* **EXERCISE DIRECTIONS**
Nothing in the data should change when you return it, but leave the pictures out.
start RECORD EXCERPTS
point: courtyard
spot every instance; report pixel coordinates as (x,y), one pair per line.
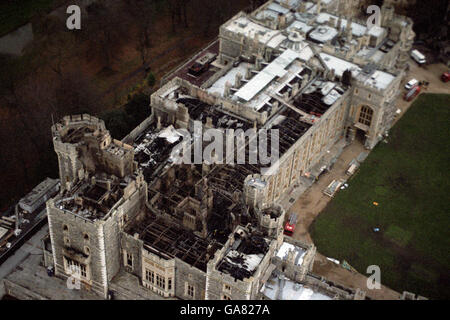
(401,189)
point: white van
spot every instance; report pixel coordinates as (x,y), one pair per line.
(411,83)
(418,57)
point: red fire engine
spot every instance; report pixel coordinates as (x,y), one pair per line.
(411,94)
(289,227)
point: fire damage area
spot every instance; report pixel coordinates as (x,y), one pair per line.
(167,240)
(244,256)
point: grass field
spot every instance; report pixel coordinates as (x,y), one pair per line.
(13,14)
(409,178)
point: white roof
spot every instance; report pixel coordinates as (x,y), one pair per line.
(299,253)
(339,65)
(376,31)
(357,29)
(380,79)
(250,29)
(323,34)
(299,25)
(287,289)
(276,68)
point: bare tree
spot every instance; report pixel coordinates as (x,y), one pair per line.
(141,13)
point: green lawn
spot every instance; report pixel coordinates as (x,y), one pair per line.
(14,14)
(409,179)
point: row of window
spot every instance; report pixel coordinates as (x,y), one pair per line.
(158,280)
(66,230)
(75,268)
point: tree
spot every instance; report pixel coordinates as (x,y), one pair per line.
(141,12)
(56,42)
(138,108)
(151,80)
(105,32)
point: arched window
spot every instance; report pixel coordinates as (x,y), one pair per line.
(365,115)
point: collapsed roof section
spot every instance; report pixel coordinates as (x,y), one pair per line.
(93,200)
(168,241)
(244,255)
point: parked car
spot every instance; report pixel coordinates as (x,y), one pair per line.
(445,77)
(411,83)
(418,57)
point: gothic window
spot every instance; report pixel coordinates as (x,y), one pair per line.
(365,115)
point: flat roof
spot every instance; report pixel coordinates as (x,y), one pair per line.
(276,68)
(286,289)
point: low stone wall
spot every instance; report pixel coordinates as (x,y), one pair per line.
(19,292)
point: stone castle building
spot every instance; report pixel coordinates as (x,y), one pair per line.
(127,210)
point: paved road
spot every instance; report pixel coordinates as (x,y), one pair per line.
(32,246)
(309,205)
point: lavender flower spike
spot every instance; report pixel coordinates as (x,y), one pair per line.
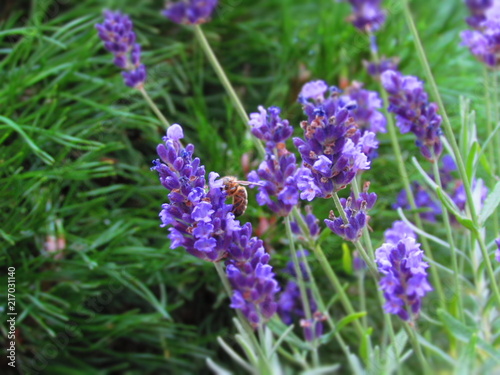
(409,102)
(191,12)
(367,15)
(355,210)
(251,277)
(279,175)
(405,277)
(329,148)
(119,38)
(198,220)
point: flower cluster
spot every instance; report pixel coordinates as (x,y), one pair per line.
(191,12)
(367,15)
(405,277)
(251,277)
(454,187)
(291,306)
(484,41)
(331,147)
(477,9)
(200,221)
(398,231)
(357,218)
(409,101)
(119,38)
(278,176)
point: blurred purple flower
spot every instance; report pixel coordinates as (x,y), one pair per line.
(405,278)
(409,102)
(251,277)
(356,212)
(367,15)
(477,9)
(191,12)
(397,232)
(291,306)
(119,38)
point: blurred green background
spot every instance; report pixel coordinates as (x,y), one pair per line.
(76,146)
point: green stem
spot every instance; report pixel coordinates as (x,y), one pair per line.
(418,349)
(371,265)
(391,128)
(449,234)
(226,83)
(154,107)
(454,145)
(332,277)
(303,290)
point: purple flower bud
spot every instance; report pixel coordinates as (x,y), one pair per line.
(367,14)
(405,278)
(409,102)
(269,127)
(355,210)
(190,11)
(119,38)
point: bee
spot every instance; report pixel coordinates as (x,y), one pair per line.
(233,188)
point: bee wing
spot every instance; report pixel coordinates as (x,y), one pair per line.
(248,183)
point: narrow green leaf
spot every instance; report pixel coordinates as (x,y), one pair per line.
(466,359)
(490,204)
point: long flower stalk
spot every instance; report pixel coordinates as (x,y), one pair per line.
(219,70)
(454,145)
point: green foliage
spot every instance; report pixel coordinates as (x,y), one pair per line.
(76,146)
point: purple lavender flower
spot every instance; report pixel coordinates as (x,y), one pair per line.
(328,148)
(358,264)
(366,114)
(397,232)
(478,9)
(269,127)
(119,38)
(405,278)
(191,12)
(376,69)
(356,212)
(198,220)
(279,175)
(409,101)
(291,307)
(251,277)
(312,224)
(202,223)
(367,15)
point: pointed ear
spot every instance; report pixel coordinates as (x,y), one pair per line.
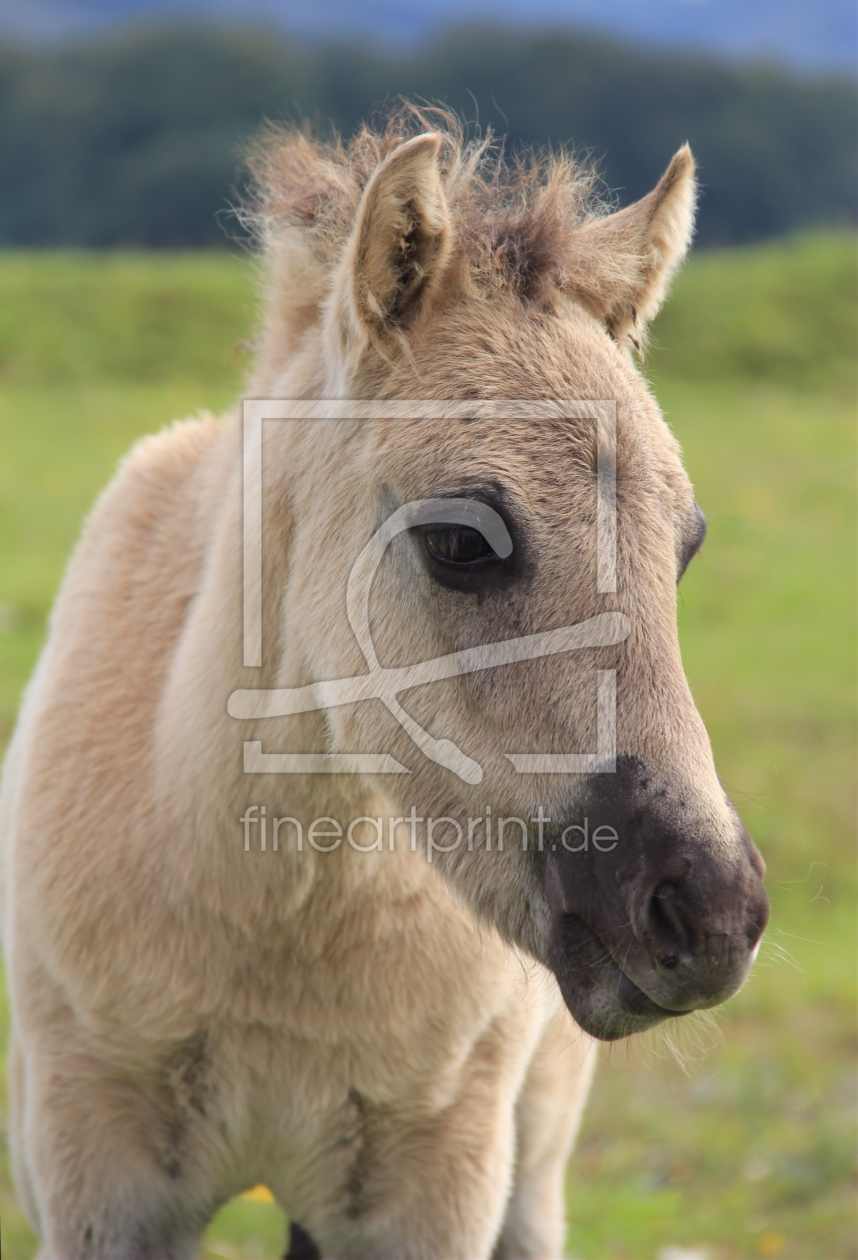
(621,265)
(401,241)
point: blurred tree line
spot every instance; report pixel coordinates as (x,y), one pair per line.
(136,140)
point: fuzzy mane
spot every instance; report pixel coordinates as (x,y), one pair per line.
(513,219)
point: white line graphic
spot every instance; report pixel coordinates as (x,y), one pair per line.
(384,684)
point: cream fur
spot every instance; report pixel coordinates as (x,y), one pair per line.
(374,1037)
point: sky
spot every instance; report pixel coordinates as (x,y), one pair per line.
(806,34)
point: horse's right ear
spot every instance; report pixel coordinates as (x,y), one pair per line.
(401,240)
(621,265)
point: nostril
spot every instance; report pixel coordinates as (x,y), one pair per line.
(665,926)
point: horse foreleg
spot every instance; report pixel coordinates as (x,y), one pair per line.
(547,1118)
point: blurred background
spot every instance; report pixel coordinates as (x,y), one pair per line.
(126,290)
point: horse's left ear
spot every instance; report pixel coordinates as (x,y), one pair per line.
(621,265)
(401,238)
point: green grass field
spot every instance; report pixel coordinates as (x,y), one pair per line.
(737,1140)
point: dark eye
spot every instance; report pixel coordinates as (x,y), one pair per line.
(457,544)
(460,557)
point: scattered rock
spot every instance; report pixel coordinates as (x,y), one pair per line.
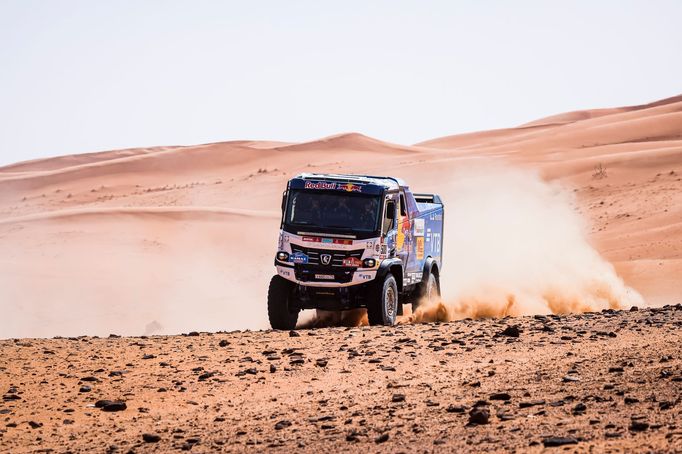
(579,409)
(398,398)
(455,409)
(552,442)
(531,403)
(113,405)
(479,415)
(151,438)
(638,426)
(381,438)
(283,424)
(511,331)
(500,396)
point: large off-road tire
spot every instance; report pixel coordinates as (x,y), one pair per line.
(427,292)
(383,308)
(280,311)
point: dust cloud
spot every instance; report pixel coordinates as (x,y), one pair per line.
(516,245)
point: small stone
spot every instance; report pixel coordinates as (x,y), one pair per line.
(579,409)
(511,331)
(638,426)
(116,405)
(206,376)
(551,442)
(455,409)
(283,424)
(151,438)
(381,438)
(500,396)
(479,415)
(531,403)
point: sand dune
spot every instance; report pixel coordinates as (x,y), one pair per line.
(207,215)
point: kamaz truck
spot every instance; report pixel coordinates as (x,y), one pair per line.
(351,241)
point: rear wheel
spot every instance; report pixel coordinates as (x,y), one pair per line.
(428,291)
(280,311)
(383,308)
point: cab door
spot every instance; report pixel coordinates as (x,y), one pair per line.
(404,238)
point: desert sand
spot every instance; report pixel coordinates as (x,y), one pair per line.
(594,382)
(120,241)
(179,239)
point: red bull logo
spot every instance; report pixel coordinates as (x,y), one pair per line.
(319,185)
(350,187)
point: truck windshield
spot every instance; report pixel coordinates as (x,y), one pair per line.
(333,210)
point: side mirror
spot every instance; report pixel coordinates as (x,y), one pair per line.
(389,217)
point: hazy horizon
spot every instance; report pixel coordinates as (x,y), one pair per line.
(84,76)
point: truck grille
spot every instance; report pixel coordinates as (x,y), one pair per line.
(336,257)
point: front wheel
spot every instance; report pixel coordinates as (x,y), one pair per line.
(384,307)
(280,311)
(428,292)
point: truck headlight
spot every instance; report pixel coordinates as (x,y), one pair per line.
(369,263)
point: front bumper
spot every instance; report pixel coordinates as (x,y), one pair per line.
end RECORD EXCERPTS
* **FULL RESPONSE**
point: courtyard
spot every instance; report pixel coordinates as (x,y), one pair per line.
(401,189)
point: white van
spot every instance; report pixel coordinates as (x,y), one pair per line.
(411,83)
(418,57)
point: red fire engine
spot every instance; report pixel coordinates as (x,y), one pair per line.
(411,94)
(289,227)
point: fire damage area
spot every instance; report pixel coordinates as (x,y), one pair per line.
(167,240)
(244,256)
point: grass field
spot every instance; report pixel coordinates as (x,y), one pair per line.
(13,14)
(409,178)
point: white roof
spot every instance; report pixel coordinates as (x,y), one pair per line.
(299,253)
(339,65)
(376,31)
(357,29)
(380,79)
(250,29)
(323,34)
(299,25)
(287,289)
(276,68)
point: bare tree
spot every instance; report pixel coordinates as (x,y), one pair per line.
(141,13)
point: green lawn
spot every instance; report pixel coordinates as (x,y), one pair per line.
(14,14)
(409,179)
point: row of window
spot every instance; report pixel coordinates as (x,y), one pair per line.
(158,280)
(66,230)
(75,268)
point: tree
spot every instance; report pixel coordinates as (x,y), one pair per line.
(141,12)
(56,42)
(138,108)
(151,80)
(105,32)
point: arched window
spot every instance; report pixel coordinates as (x,y), one pair per line.
(365,115)
point: collapsed roof section
spot every instance; report pixel coordinates as (x,y), one pair per line.
(93,200)
(168,241)
(244,255)
point: parked car
spot every instance; report pixel coordinates as (x,y), one pair per line.
(445,77)
(411,83)
(418,57)
point: gothic window
spot every instance; report pixel coordinates as (x,y), one pair per line.
(365,115)
point: flat roof
spot every instance; report pixel coordinates as (x,y), one pair per line.
(276,68)
(286,289)
point: low stone wall
spot every instance; report pixel coordinates as (x,y), one pair per line.
(19,292)
point: stone castle building
spot every instance; report pixel coordinates as (x,y), one pair per line.
(127,210)
point: paved road
spot every instance; report pixel coordinates as (x,y), one pair per line.
(32,246)
(309,205)
point: lavender flower spike
spot every instance; report pixel coordinates as (x,y), one pair per line.
(409,102)
(191,12)
(367,15)
(355,210)
(251,277)
(279,175)
(405,277)
(329,148)
(119,38)
(198,220)
point: flower cluster
spot every instance; report pixel coordinates as (x,y), one pair per line.
(191,12)
(367,15)
(405,277)
(251,277)
(454,187)
(291,306)
(484,41)
(331,147)
(477,9)
(200,221)
(398,231)
(357,218)
(409,101)
(119,38)
(278,176)
point: blurred purple flower
spot every instance; report pixel coordinates as (x,y), one pair per line.
(405,278)
(409,102)
(251,277)
(356,212)
(367,15)
(477,9)
(191,12)
(397,232)
(291,306)
(119,38)
point: blurred green background
spot every instance; report pixel coordinates as (x,y), one pair per line.
(76,146)
point: green stem
spot every instance; report pixel coordinates as (x,y), one pair per line.
(418,349)
(371,265)
(391,128)
(449,234)
(226,83)
(154,107)
(454,145)
(332,277)
(303,290)
point: purple flower bud
spot every instance; report pixel coordinates as (x,y), one pair per line.
(367,14)
(405,278)
(409,102)
(269,127)
(355,210)
(190,11)
(119,38)
point: bee
spot every instance; report pixel coordinates as (x,y), one pair per line.
(233,188)
point: bee wing
spot every instance; report pixel coordinates as (x,y), one pair per line.
(248,183)
point: narrow green leaf
spot every instance; report pixel coordinates as (x,y), one pair per line.
(466,359)
(490,204)
point: long flower stalk
spot every instance; report pixel coordinates as (x,y), one pair per line.
(219,70)
(454,145)
point: green foliage
spot every instance; report pixel coordinates as (x,y), one pair per line.
(76,146)
point: purple lavender flower
spot every instance; report pixel coordinates as (x,y), one pair per line.
(328,148)
(358,264)
(366,114)
(397,232)
(478,9)
(269,127)
(119,38)
(405,278)
(191,12)
(376,69)
(356,212)
(198,220)
(279,175)
(409,101)
(291,307)
(251,277)
(312,224)
(202,223)
(367,15)
point: pointed ear
spot every instance; report pixel coordinates as (x,y), one pair per line.
(621,265)
(401,241)
point: blurred tree line
spot every instance; report pixel coordinates as (x,y), one pair per line.
(136,140)
point: fuzzy mane
spot every instance; report pixel coordinates as (x,y), one pair per line.
(513,219)
point: white line graphic
spot every instance; report pixel coordinates as (x,y), one pair per line.
(384,684)
point: cream fur
spot every instance; report pixel coordinates as (x,y), one pair per line.
(374,1037)
point: sky
spot every instance; report pixel coordinates as (x,y), one pair per line.
(806,34)
point: horse's right ear
spot every instance; report pixel coordinates as (x,y), one pair per line.
(401,240)
(621,265)
point: nostril
spot every instance; report pixel coordinates as (x,y), one pair per line.
(665,926)
point: horse foreleg
spot every instance; report pixel coordinates as (x,y), one pair per line.
(547,1118)
point: blurred background
spot every instance; report pixel coordinates as (x,y), one pair per line.
(126,290)
point: horse's left ear
spot every instance; report pixel coordinates as (x,y), one pair per line.
(621,265)
(401,238)
point: green grass field
spot every instance; report pixel coordinates as (x,y), one pair per line.
(737,1140)
point: dark eye
spot every instance; report pixel coordinates as (x,y), one pair per line.
(457,544)
(460,557)
point: scattered rock
spot every instance; report pixel coordinates as (x,y), one pair per line.
(579,409)
(398,398)
(455,409)
(552,442)
(531,403)
(113,405)
(479,415)
(151,438)
(638,426)
(381,438)
(283,424)
(511,331)
(500,396)
point: large off-road tire
spot every instance; report pixel coordinates as (x,y), one pair per line.
(427,292)
(383,308)
(280,311)
point: dust cloud
spot every instance; report pixel coordinates as (x,y), one pair per line.
(516,245)
point: small stone
spot every instance; report pixel coordinates as (x,y), one pair per line.
(579,409)
(511,331)
(638,426)
(116,405)
(206,376)
(551,442)
(455,409)
(283,424)
(151,438)
(381,438)
(500,396)
(479,415)
(531,403)
point: sand dune
spot every instance; report pixel coordinates as (x,y), one pair per line.
(207,215)
point: kamaz truck
spot every instance; report pixel coordinates as (x,y), one pair per line.
(351,241)
point: rear wheel
spot every instance; report pixel coordinates as (x,y), one pair per line.
(428,291)
(280,311)
(383,308)
point: cab door
spot every instance; report pixel coordinates as (x,y), one pair per line.
(404,238)
point: desert sand
spot every instance; report pixel coordinates as (x,y), one pair per line.
(594,382)
(120,241)
(179,239)
point: red bull logo
spot every instance; report pixel coordinates as (x,y), one pair per line.
(319,185)
(350,187)
point: truck windshield
spot every instance; report pixel coordinates as (x,y), one pair per line.
(333,210)
point: side mirror
spot every instance; report pixel coordinates as (x,y), one pair per line.
(389,217)
point: hazy horizon
spot every instance; report pixel coordinates as (x,y), one pair per line.
(84,76)
point: truck grille
spot every instance; report pixel coordinates as (x,y), one pair per line.
(336,257)
point: front wheel
spot every instance; report pixel coordinates as (x,y), one pair per line.
(384,307)
(280,311)
(428,292)
point: truck headlight
spot every instance; report pixel coordinates as (x,y), one pair per line.
(369,263)
point: front bumper
spot every instance; report pixel coordinates as (x,y), one pair per line.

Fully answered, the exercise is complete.